- [Passage shown]
====================
After the film ended and Bob and I continued our debate as to why John Wayne grabbed his arm at the end of the film, we hit the sack – ready for the next leg of our adventure that would take us further into the heart of Arizona.

The road trip will continue at the Grand Canyon

11 Responses to “Monument Valley”

  1. Why *did* John Wayne grab his arm at the end of the film?

    Peter

  2. He couldn’t think of anything better to grab.

    Brad

  3. Great pics! The Searchers is one of my favorites.

    Tim Bash

  4. Cool! and I like Susie!

    Jamie

  5. It might be…it could be…it is! Holy Cow! He did it for good ole Harry Carey.

    Dave Chasteen

  6. That’s the common notion (and Bob’s)… but I believe there is a lot more to it. Where did his brother’s wife Martha last touch him before she died?
====================
- [Rows]
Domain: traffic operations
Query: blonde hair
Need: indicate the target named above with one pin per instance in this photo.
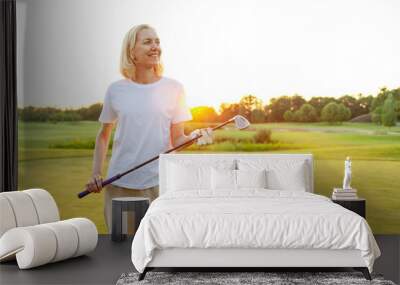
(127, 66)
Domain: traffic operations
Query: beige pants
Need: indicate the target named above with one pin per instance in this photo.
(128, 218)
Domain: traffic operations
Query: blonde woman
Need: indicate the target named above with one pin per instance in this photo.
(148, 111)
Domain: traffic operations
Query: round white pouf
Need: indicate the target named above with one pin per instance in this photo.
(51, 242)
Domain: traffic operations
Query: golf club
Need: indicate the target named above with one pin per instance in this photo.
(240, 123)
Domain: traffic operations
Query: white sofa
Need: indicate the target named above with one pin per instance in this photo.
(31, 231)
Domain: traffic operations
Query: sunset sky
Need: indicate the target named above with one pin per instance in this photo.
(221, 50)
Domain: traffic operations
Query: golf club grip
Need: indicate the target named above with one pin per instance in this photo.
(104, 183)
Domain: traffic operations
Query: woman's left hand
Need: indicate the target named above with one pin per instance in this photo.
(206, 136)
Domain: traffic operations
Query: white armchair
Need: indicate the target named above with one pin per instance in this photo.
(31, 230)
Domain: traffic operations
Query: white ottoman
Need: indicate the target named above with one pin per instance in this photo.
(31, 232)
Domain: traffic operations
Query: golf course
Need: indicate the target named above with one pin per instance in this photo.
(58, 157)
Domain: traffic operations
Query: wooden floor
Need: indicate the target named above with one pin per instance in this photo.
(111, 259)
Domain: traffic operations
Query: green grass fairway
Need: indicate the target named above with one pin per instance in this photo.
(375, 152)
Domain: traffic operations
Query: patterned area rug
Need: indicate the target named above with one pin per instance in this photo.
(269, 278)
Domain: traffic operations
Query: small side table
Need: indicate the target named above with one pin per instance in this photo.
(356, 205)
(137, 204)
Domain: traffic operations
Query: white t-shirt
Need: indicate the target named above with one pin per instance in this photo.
====================
- [Job A] Translate this sentence from the Monument Valley post into French: "The road trip will continue at the Grand Canyon."
- [Job B] In the Monument Valley post, the next leg of the adventure would take the travelers further into the heart of which state?
- [Job C] Continue the Monument Valley post and its comments, starting after the last comment shown.

- [Expected answer A] Le road trip se poursuivra au Grand Canyon.

- [Expected answer B] Arizona.

- [Expected answer C]
    Brad

  7. I suppose it is possible that it might also symbolize Martha’s loving touch upon his forearm as he left. But considering that the audience doesn’t really know that it is Ethan’s brother and his family that are about to die, and it was nearly a decade later when Ethan made the gesture in the doorway, it is a bit of a stretch for my mind. Had he intended the link between the two, I believe John Ford would have called a bit more attention to the touch during the earlier scene so that the audience could recall it later.

    Whether Wayne conspired with Ford on the closing shot of the film, or it was completely improvised by the actor himself is still open for debate. So, like Bob, I tend to favor the legend….

    Dave Chasteen

  8. I have also heard that Wayne’s arm grab was meant to convey his life of loneliness, which Wayne said that he interpreted from Harry Carey’s arm grab. So while perhaps inspired by Carey, it was not so much meant as a tribute.

    But as far as Ford calling attention to Martha touching him on the arm early in the film, I don’t think that Ford drew much attention to ANY of the hidden backstory of the The Searchers. We don’t know what kind of relationship Ethan had with Martha, whether Martin was truly his son, or what drove Ethan’s vengeance for nearly a decade. I have to think that it was his love of Martha, and in that regard, the arm touch was the culmination of not only his revenge, but the rescue of Martha’s daughter and her restoration to an American family life.

    Or perhaps his arm just itched unbearably and they had run out of film.

    Brad

  9. I’d like to see Wayne struggling to remove his glasses.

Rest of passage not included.